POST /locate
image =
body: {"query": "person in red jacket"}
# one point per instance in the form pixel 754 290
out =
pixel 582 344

————

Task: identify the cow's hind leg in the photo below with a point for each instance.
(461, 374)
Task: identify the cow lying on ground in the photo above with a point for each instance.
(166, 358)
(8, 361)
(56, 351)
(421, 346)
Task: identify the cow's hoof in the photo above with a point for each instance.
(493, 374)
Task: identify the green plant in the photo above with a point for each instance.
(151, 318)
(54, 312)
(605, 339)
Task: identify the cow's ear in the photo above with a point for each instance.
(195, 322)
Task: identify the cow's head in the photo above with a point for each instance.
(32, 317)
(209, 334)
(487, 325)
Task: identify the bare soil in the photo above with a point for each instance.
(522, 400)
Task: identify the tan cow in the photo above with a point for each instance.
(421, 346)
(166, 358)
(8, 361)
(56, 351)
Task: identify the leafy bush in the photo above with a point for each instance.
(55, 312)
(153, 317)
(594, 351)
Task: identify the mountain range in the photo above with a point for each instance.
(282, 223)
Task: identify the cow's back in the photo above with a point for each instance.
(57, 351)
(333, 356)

————

#### [Exercise requirements]
Reproduce the listing from the line containing "POST /locate" through the line containing "pixel 582 344", keeping every line. Add 28 to each pixel coordinate in the answer and leave the sample coordinates in the comment line unchanged.

#### [Problem solution]
POST /locate
image =
body: {"query": "person in red jacket"}
# one point per instance in the form pixel 754 290
out =
pixel 610 372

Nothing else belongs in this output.